Excerpts from point annotation data
==============================
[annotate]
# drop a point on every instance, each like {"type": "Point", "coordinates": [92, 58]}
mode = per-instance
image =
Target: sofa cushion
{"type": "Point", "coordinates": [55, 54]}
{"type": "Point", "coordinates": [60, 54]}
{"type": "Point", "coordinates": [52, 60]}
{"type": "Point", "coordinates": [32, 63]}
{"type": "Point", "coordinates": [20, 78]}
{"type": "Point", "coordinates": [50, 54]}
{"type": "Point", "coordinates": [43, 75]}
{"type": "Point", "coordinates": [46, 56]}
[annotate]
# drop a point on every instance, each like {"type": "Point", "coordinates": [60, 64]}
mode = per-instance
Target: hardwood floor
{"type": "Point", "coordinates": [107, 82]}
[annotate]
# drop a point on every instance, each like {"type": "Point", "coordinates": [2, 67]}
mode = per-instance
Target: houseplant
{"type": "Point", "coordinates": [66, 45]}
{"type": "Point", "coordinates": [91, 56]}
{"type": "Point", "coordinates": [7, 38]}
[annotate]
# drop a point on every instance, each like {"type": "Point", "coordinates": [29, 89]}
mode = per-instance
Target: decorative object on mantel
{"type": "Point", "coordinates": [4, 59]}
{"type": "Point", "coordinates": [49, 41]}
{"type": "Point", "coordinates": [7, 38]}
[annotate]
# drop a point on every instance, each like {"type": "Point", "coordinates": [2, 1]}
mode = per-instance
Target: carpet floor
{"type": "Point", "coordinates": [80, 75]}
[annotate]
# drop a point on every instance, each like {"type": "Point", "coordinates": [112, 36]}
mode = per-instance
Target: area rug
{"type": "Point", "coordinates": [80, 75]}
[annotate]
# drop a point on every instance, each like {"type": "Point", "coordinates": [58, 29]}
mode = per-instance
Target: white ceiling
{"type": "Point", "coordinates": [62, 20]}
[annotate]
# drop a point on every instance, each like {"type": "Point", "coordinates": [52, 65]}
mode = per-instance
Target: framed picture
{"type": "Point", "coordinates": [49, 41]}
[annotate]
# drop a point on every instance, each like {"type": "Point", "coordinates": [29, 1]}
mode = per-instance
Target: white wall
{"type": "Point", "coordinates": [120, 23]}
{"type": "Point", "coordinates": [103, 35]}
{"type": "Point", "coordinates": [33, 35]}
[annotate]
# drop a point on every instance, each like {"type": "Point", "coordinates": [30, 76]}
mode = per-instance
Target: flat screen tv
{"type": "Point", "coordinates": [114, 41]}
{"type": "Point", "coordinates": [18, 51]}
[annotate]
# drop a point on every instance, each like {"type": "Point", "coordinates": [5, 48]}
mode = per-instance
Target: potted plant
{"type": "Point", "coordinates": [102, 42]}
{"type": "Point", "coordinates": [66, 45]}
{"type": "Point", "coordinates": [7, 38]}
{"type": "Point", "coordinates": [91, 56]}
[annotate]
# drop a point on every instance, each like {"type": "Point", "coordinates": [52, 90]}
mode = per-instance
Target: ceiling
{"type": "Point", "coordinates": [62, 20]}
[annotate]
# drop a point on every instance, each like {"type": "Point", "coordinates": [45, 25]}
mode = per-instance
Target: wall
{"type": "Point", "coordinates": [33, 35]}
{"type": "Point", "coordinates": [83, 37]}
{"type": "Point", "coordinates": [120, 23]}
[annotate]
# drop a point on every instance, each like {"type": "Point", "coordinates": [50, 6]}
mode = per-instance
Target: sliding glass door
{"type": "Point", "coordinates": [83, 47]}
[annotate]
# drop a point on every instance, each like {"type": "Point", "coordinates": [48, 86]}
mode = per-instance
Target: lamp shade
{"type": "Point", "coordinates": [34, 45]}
==============================
• [WRITTEN EXERCISE]:
Copy every line of the listing above that contains the word "floor". Case counts when matching.

• [COMPLETE OUTPUT]:
Target: hardwood floor
Target: carpet floor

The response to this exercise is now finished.